**OBJECTIF DE L'EXERCICE**
Résume en deux phrases l'extrait sur la maison d'édition Igiari.

Independence Day : Igiari, objection votre honneur !
Dans le cadre de la série « Independence Day » qui se veut être une présentation plus ou moins exhaustive des éditeurs francophones, nous avons le plaisir de recevoir Raphaël Bernardi qui va nous parler de la maison d’édition de jeux Igiari.
Présente-nous Igiari et son équipe.
Igiari est né en mars 2015 juridiquement mais l’idée de créer une maison d’édition pour localiser et rééditer des jeux est plus vieille que cela. J’en suis le fondateur et également l’associé unique.
Officiellement je gère quasi tout : Recherches des nouveautés, préparer les contrats, suivi de projet et de fabrication, traduction, animation en festivals, community manager, création des affiches pour les réseaux sociaux, SAV, comptabilité … Les seuls choses que je ne fais pas : Le design, l’infographie des jeux et la création du site web.

**DONNÉES BRUTES**

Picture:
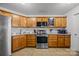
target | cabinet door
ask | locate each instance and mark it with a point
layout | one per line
(67, 41)
(15, 21)
(33, 22)
(38, 19)
(52, 40)
(60, 22)
(5, 13)
(64, 21)
(22, 21)
(31, 41)
(15, 43)
(61, 42)
(57, 22)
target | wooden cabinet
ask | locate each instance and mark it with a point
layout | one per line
(15, 21)
(61, 41)
(52, 40)
(23, 41)
(22, 21)
(31, 40)
(31, 22)
(67, 41)
(15, 43)
(18, 42)
(60, 22)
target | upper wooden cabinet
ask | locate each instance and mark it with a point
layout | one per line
(22, 21)
(15, 21)
(60, 22)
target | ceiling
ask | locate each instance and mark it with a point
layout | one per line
(39, 8)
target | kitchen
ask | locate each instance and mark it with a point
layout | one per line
(42, 30)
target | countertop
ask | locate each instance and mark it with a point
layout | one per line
(35, 34)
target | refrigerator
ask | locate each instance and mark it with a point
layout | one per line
(5, 35)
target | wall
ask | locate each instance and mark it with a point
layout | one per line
(73, 27)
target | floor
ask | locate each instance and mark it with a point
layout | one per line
(45, 52)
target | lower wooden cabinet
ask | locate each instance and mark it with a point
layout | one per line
(67, 41)
(30, 40)
(23, 41)
(18, 42)
(52, 40)
(60, 41)
(15, 43)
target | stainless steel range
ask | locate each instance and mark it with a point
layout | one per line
(42, 39)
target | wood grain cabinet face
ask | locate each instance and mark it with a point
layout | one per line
(23, 41)
(5, 13)
(61, 41)
(15, 21)
(15, 43)
(52, 40)
(60, 22)
(67, 41)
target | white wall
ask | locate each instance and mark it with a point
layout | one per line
(73, 27)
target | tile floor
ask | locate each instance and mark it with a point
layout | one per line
(45, 52)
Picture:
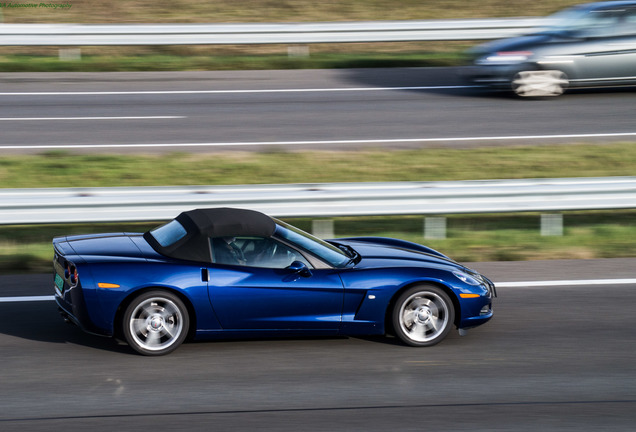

**RÉPONSE ATTENDUE**
Dans la série « Independence Day », qui présente des éditeurs francophones, Raphaël Bernardi parle d'Igiari, une maison d'édition de jeux née juridiquement en mars 2015, dont il est le fondateur et l'associé unique. Il s'occupe de presque tout, de la recherche de nouveautés à la comptabilité en passant par les contrats, la traduction et les festivals, sauf le design, l'infographie des jeux et la création du site web.